* Exercise: Each entry here needs to be given again exactly.

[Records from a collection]
::::::::

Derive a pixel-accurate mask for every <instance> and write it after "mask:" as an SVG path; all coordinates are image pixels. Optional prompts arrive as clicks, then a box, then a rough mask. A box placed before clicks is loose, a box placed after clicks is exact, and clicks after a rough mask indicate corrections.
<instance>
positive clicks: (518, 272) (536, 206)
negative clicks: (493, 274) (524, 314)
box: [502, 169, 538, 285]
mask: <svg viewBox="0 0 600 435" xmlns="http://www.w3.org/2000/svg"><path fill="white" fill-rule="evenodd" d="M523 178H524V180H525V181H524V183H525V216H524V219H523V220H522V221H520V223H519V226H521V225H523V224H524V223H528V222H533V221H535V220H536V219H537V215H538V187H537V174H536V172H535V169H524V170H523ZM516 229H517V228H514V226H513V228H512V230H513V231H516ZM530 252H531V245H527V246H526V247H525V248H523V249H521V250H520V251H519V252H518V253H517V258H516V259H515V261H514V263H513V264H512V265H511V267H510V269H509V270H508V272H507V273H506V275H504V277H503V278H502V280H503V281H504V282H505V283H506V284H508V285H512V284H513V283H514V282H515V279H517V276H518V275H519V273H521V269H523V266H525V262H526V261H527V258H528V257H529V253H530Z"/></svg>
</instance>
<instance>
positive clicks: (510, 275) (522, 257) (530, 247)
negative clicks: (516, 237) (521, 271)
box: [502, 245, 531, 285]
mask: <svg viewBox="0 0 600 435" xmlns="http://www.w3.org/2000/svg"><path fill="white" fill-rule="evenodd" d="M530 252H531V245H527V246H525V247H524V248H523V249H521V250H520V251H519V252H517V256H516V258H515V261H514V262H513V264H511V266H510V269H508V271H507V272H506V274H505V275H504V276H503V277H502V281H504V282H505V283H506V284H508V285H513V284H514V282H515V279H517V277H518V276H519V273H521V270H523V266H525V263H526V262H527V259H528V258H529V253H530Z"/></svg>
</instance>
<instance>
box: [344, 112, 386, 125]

::::::::

* Answer for this exercise:
Derive a pixel-accurate mask for every <instance> and write it after "mask:" as an SVG path; all coordinates are image pixels. Optional prompts arrive as clicks, then a box, then a rough mask. A box placed before clicks is loose, a box placed after clicks is exact, and clicks after a rough mask indicate corrections.
<instance>
positive clicks: (518, 272) (536, 206)
negative clicks: (493, 274) (524, 314)
box: [502, 169, 538, 285]
mask: <svg viewBox="0 0 600 435" xmlns="http://www.w3.org/2000/svg"><path fill="white" fill-rule="evenodd" d="M523 178H524V180H525V181H524V183H525V216H524V219H523V220H522V221H520V223H519V226H521V225H523V224H524V223H528V222H533V221H535V220H536V219H537V215H538V187H537V174H536V172H535V169H524V170H523ZM516 229H517V228H514V226H513V228H512V230H513V231H516ZM530 252H531V245H527V246H526V247H525V248H523V249H521V250H520V251H519V252H518V253H517V258H516V259H515V261H514V263H513V264H512V265H511V267H510V269H509V270H508V272H507V273H506V275H504V277H503V278H502V280H503V281H504V282H505V283H506V284H508V285H512V284H513V283H514V282H515V279H517V276H518V275H519V273H521V269H523V266H525V262H526V261H527V258H528V257H529V253H530Z"/></svg>
</instance>
<instance>
positive clicks: (510, 275) (522, 257) (530, 247)
negative clicks: (516, 237) (521, 271)
box: [502, 245, 531, 285]
mask: <svg viewBox="0 0 600 435" xmlns="http://www.w3.org/2000/svg"><path fill="white" fill-rule="evenodd" d="M530 252H531V245H527V246H525V247H524V248H523V249H521V250H520V251H519V252H517V256H516V258H515V261H514V262H513V264H511V266H510V269H508V271H507V272H506V274H505V275H504V276H503V277H502V281H504V282H505V283H506V284H508V285H513V284H514V282H515V279H517V277H518V276H519V273H521V270H523V266H525V263H526V262H527V259H528V258H529V253H530Z"/></svg>
</instance>
<instance>
box: [344, 112, 386, 125]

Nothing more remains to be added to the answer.